**Input rows:**

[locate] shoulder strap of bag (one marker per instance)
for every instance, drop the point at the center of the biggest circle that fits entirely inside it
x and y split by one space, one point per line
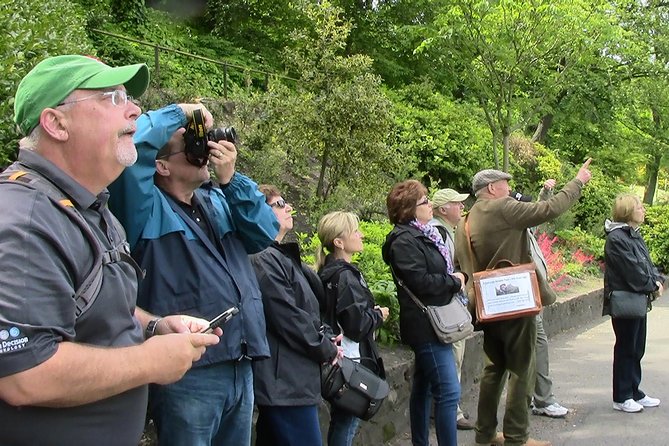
471 250
469 243
89 288
401 283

**Objective:** Every entry should be returned exactly as written, minus the pictures.

**Exercise solution:**
[locate] shoulder strap of bag (one marker per instance)
for every instance, drop the point at the center of the biggest circle that fits entirely inside it
x and y split by one space, one point per line
471 250
469 243
89 288
401 283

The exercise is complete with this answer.